8. Right to Specific Performance. Each party hereto acknowledges that to the extent that no
adequate remedy at law exists for breach of its obligations under this Agreement, in the event
either party fails to comply with its obligations hereunder, the other party will have the right to
obtain specific performance of the obligations of such defaulting party, injunctive relief or such
other equitable relief as may be available.
9. No Third Party Beneficiaries. No person, including, without limitation, the Issuer, other
than the parties hereto and their successors and permitted assigns will have any rights under this
Agreement.
10. Binding Effect. This Agreement will be binding upon and inure to the benefit of the
parties hereto and their respective successors and assigns.
11. Severability. Any provision of this Agreement which is prohibited or unenforceable in any
jurisdiction will, as to such jurisdiction only, be ineffective only to the extent of such
prohibition or unenforceability without invalidating the remaining provisions of this Agreement or
affecting the validity or enforceability of such provision in any other jurisdiction. If any
provision of this Agreement is so broad as to be unenforceable, the provision will be interpreted
to be only as broad as is enforceable.

+ + + + + + +

• [PROBLEMS TO WORK ON]:
• 1. In the agreement excerpt, which party is named as having no rights under the Agreement, even though it is not a party?
• 2. List every numbered section heading in the agreement excerpt.
• 3. Output the part of the agreement excerpt that opens with the words containing "9. No Third" and closes with "successors and assigns.".
The data that follows is separate from the agreement excerpt.

• [DATA RECORDS]:

+ + + + + + +

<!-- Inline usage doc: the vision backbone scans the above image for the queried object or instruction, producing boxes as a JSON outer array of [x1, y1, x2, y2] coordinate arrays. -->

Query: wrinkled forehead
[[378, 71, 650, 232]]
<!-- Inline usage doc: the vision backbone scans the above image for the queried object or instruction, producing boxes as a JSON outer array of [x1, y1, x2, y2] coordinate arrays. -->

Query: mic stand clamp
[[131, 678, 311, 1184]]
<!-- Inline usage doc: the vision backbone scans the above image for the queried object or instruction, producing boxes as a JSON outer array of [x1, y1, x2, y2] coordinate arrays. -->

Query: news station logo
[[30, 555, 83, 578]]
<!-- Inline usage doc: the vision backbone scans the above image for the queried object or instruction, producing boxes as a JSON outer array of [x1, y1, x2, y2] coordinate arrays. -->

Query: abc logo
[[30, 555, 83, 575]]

+ + + + + + +

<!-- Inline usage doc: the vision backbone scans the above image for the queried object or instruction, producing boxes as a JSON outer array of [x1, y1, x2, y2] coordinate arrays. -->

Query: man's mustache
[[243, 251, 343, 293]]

+ + + + + + +

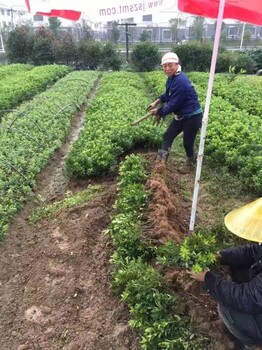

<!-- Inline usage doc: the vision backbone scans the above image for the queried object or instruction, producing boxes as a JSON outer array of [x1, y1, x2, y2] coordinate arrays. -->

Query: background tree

+ + + + + + +

• [EXERCISE SOLUTIONS]:
• 1. The Issuer.

• 2. Right to Specific Performance; No Third Party Beneficiaries; Binding Effect; Severability

• 3.
9. No Third Party Beneficiaries. No person, including, without limitation, the Issuer, other
than the parties hereto and their successors and permitted assigns will have any rights under this
Agreement.
10. Binding Effect. This Agreement will be binding upon and inure to the benefit of the
parties hereto and their respective successors and assigns.